What is needed: Please name the two religious movements that the page text below says swept through the United States in the 19th century.

Page text:
■ ■ ■
These days, it’s a big thing to campaign for office on the grounds that one is an outsider. In what other field would a person try to rise to a position of power on the grounds that he’s an absolute outsider who has no experience in the field?

“Coach! I’d really like to be on the football team!”

“Great! How fast can you run down this field?”

“I don’t know. I’ve never been on a field.”

Proli, Count de Leon And Lion Of Judah

How well I remember those boring history lessons I had in junior high. “OK, class. For the 10,000th time: what route did Balboa take when he explored the new world?”

It’s so much more fun to have a Brad history lesson. Let’s have one now.

The United States has always been a very religious country. It was even more religious than it is now back in the 19th century, when the First and Second Great Awakenings swept through the country.
■ ■ ■
Source information:
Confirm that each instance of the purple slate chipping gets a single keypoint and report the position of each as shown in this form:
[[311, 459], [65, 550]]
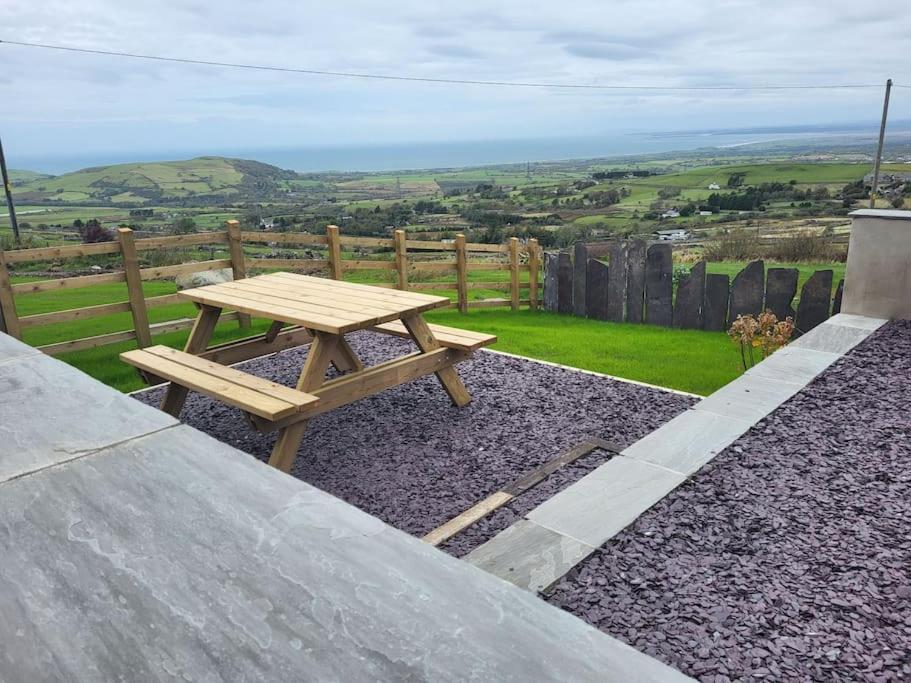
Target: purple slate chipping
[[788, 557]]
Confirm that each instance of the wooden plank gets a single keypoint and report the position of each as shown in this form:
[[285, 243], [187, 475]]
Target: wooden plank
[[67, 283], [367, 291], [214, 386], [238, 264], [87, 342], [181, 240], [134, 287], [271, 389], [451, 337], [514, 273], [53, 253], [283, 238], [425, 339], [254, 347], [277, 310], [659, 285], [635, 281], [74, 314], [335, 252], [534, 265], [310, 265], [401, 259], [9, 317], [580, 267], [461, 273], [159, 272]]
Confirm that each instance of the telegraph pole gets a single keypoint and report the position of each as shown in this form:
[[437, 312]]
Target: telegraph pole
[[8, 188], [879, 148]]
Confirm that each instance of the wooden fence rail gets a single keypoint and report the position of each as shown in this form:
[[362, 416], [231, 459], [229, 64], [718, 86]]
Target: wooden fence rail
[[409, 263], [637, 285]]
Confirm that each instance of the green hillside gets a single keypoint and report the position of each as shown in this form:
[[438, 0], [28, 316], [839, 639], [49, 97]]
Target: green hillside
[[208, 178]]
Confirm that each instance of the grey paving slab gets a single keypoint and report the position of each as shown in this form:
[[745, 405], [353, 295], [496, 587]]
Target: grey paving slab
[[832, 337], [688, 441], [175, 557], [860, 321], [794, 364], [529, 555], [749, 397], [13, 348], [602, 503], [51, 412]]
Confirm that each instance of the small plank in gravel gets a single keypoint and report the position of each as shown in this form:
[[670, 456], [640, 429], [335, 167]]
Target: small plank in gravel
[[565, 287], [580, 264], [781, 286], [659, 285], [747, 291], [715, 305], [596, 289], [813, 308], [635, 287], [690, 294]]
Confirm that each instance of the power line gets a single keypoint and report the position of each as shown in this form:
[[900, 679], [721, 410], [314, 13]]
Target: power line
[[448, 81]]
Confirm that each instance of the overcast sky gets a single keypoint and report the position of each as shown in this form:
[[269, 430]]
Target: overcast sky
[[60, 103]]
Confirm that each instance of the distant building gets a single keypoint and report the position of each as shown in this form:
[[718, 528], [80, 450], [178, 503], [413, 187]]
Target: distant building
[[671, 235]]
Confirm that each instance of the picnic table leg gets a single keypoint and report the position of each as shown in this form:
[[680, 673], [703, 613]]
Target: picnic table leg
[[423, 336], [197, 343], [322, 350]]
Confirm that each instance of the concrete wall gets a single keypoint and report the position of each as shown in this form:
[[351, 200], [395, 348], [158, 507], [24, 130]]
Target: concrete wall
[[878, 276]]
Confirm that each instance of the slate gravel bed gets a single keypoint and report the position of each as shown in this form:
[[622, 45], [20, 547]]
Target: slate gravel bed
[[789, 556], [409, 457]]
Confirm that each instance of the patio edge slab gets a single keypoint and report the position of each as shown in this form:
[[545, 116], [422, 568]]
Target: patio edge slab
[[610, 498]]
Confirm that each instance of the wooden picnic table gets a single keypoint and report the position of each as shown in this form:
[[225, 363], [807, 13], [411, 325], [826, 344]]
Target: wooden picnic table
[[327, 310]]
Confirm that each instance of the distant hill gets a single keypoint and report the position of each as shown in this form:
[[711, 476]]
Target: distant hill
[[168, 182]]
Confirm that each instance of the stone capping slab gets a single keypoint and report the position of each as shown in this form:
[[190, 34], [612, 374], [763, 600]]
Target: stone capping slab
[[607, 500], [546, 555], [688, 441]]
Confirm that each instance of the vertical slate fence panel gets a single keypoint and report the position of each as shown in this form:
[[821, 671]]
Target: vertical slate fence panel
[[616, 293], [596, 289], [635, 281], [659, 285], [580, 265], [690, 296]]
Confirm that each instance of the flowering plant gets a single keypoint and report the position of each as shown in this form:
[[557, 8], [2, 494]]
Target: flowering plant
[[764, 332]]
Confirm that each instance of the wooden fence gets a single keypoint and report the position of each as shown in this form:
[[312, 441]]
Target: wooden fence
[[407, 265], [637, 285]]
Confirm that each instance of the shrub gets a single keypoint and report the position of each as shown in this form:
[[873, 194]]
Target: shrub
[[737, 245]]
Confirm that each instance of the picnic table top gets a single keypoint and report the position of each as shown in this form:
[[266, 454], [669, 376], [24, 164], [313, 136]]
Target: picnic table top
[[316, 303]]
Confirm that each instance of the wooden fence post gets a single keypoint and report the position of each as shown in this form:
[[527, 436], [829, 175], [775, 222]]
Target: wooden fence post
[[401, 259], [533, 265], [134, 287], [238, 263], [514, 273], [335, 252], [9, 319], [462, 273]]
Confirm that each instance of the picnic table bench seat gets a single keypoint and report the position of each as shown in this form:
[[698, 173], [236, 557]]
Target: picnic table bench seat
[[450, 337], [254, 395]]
■ ■ ■
Solution: The First and Second Great Awakenings.